- Job
Present every line of the data below as a Markdown table with two columns, Row and Line, and leave out any blank lines.

Collection entries:

==========

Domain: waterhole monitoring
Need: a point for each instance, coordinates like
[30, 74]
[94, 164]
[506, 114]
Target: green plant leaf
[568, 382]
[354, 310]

==========

- Answer in full
| Row | Line |
|---|---|
| 1 | Domain: waterhole monitoring |
| 2 | Need: a point for each instance, coordinates like |
| 3 | [30, 74] |
| 4 | [94, 164] |
| 5 | [506, 114] |
| 6 | Target: green plant leaf |
| 7 | [568, 382] |
| 8 | [354, 310] |